SET EXERCISE: Each line should be copied exactly.

— BEGIN STORED RECORDS —

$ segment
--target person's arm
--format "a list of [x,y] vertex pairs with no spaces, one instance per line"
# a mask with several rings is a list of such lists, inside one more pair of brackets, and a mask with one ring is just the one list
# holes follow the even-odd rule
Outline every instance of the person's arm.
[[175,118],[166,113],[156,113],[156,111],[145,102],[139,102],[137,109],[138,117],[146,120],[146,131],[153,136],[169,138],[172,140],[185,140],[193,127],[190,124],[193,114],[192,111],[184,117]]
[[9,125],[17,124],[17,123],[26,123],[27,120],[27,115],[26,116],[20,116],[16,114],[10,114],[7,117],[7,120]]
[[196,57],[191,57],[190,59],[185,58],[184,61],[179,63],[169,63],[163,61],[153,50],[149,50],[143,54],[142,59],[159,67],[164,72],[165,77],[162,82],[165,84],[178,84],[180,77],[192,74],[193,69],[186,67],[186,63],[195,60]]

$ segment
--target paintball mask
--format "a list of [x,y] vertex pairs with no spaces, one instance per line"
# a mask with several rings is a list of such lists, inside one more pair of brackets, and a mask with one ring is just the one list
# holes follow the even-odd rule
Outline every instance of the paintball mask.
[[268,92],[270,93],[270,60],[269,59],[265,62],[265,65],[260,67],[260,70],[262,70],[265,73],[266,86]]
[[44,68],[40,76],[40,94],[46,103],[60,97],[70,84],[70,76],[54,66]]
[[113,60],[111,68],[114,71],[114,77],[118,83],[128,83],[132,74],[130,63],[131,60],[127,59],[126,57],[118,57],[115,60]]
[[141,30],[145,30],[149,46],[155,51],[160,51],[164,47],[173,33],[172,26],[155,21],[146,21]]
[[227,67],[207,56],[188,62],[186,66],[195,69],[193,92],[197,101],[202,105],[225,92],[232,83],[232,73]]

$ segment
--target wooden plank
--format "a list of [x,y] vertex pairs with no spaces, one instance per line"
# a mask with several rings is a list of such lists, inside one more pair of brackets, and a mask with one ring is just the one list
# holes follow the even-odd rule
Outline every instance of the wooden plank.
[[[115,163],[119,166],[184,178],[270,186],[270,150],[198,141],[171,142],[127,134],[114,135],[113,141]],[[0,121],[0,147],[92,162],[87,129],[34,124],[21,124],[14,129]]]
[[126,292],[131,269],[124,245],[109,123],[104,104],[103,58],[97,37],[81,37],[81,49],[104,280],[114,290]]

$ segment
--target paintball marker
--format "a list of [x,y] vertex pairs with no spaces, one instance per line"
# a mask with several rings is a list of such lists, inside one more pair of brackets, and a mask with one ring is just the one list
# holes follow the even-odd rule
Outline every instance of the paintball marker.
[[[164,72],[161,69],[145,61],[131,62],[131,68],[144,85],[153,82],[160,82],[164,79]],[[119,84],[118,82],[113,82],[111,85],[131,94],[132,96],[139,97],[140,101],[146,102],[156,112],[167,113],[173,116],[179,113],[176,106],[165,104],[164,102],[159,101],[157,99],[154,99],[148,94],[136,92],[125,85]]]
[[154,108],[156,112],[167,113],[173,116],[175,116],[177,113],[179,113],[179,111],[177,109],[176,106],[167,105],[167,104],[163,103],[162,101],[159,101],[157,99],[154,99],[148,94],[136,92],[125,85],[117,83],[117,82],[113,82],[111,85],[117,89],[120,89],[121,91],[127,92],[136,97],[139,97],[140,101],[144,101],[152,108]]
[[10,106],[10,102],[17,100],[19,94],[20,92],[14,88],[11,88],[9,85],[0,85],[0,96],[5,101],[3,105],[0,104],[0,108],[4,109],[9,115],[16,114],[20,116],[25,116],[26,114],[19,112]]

— END STORED RECORDS —

FINAL RESULT:
$ segment
--target person's arm
--format "a list of [x,y] vertex pairs with no spaces, one instance per line"
# a mask with several rings is a list of such lists, inside one more pair of brackets, and a mask with one ring is just the one list
# holes follow the even-odd rule
Outline every instance of the person's arm.
[[175,118],[166,113],[156,113],[156,111],[145,102],[139,102],[137,109],[138,117],[146,120],[146,131],[153,136],[169,138],[172,140],[185,140],[193,127],[190,124],[193,114],[192,111],[184,117]]
[[9,125],[17,124],[17,123],[26,123],[27,120],[27,115],[26,116],[20,116],[16,114],[10,114],[7,117],[7,120]]
[[196,57],[191,57],[190,59],[185,58],[184,61],[179,63],[169,63],[163,61],[153,50],[149,50],[143,54],[142,59],[159,67],[164,72],[165,77],[162,82],[165,84],[178,84],[180,77],[192,74],[193,69],[186,67],[186,63],[195,60]]

$ segment
--target paintball mask
--format "a list of [x,y] vertex pairs with no spaces, one instance per line"
# a mask with several rings is a list of such lists, inside one more pair of brackets, and a mask with one ring is just the one list
# holes follow the even-odd rule
Outline every instance of the paintball mask.
[[268,92],[270,93],[270,60],[269,59],[265,62],[265,65],[260,67],[260,70],[262,70],[265,73],[266,86]]
[[44,68],[40,76],[40,94],[46,103],[60,97],[70,84],[70,76],[54,66]]
[[113,60],[111,68],[114,71],[114,77],[118,83],[128,83],[132,74],[130,63],[131,60],[127,59],[126,57],[118,57],[115,60]]
[[141,30],[145,30],[149,46],[155,51],[160,51],[164,47],[173,33],[172,26],[155,21],[146,21]]
[[227,67],[207,56],[188,62],[186,66],[195,69],[193,92],[197,101],[202,105],[225,92],[232,83],[232,73]]

$ segment
--target wooden plank
--format "a list of [x,y] vertex pairs with no spaces, one instance per line"
# a mask with several rings is a list of such lists, inside one more pair of brackets, and a mask with one ring is just the one list
# holes follow the even-odd rule
Outline every instance of the wooden plank.
[[[115,163],[119,166],[184,178],[270,186],[270,150],[198,141],[171,142],[127,134],[114,135],[113,141]],[[0,121],[0,147],[92,162],[87,129],[34,124],[21,124],[14,129]]]
[[126,292],[131,269],[124,245],[109,123],[104,104],[103,58],[97,37],[81,37],[81,49],[104,280],[114,290]]

$ segment
--target paintball marker
--format "a list of [x,y] vertex pairs with no spaces, one instance per line"
# a mask with several rings is a list of such lists, inside one more pair of brackets, and a mask with one ring is just the one list
# holes follow the even-odd rule
Outline every instance of the paintball marker.
[[[164,72],[161,69],[145,61],[131,62],[131,68],[144,85],[153,82],[160,82],[164,79]],[[119,84],[118,82],[113,82],[111,85],[131,94],[132,96],[139,97],[140,101],[146,102],[156,112],[167,113],[173,116],[179,113],[176,106],[165,104],[164,102],[159,101],[157,99],[154,99],[148,94],[136,92],[125,85]]]
[[154,108],[156,112],[167,113],[173,116],[175,116],[177,113],[179,113],[179,111],[177,109],[176,106],[167,105],[167,104],[163,103],[162,101],[159,101],[157,99],[154,99],[148,94],[136,92],[125,85],[117,83],[117,82],[113,82],[111,85],[117,89],[120,89],[121,91],[127,92],[136,97],[139,97],[140,101],[144,101],[152,108]]
[[10,106],[10,102],[17,100],[19,94],[20,92],[14,88],[11,88],[9,85],[0,85],[0,96],[5,101],[3,105],[0,104],[0,108],[4,109],[9,115],[16,114],[20,116],[25,116],[26,114],[19,112]]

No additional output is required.